# What the task requires:
Which lines in the records below contain the word "plant", with case counting? Find each one and copy it out.

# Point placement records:
§

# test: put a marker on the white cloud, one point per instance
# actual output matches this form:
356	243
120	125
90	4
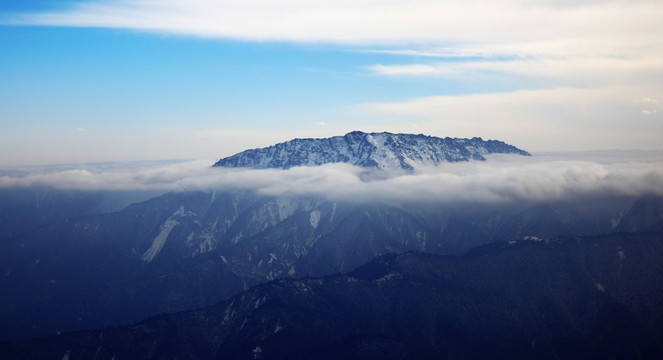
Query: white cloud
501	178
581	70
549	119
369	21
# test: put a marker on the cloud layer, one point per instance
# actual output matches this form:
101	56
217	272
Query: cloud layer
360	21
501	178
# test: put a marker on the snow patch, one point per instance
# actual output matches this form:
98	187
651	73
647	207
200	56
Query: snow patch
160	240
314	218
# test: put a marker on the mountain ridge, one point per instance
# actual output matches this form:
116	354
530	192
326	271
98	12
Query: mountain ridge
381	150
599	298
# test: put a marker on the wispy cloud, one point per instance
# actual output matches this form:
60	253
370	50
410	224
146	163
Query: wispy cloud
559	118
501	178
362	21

§

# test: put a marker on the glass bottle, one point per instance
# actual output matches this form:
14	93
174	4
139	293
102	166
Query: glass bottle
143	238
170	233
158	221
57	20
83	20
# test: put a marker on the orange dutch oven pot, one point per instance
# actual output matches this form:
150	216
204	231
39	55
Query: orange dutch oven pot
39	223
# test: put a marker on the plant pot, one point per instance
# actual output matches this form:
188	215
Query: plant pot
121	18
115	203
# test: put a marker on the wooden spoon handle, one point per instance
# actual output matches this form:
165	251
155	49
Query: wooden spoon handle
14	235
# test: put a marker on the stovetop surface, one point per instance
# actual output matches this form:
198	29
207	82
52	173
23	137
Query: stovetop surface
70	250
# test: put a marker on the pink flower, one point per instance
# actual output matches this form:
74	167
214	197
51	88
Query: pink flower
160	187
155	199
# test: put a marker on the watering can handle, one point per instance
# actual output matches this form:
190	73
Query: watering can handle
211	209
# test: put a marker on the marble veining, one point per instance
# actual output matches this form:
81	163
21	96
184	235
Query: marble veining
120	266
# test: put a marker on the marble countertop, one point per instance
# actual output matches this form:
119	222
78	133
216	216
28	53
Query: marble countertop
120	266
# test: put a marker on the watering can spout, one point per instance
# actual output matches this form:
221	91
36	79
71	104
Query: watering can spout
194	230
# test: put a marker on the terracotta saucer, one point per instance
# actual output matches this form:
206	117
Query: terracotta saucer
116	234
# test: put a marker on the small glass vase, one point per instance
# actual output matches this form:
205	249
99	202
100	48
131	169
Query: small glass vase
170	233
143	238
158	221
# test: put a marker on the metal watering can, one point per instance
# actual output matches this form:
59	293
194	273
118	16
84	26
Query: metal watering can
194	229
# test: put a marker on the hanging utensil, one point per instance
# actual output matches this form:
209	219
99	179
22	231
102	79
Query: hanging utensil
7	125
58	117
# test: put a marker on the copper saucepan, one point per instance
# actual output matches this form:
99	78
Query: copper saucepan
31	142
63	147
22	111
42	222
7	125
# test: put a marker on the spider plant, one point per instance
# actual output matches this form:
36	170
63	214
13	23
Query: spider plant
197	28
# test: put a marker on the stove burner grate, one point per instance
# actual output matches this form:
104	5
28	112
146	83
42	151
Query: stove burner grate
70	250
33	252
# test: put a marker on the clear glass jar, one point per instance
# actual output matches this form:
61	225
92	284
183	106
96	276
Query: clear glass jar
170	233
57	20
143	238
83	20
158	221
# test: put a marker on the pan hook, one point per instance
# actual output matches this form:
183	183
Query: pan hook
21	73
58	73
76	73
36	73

§

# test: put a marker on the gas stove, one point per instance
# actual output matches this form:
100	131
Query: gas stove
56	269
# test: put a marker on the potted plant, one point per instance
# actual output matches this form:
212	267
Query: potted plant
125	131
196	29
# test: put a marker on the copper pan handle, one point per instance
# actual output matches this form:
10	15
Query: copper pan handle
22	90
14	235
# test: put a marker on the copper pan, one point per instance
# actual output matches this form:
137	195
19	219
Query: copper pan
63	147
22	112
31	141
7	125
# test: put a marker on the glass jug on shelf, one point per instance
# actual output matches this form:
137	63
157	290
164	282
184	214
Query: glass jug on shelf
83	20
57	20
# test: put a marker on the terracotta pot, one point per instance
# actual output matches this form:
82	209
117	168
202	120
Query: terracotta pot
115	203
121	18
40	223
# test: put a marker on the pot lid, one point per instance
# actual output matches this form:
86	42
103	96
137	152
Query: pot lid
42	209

§

# Response:
# test: put a marker on the plant pot, one point per instance
Query: plant pot
# test: put a marker on the spider plant, one point per instance
Query: spider plant
# test: put a marker on the potted plant, one point per instance
Query: potted plant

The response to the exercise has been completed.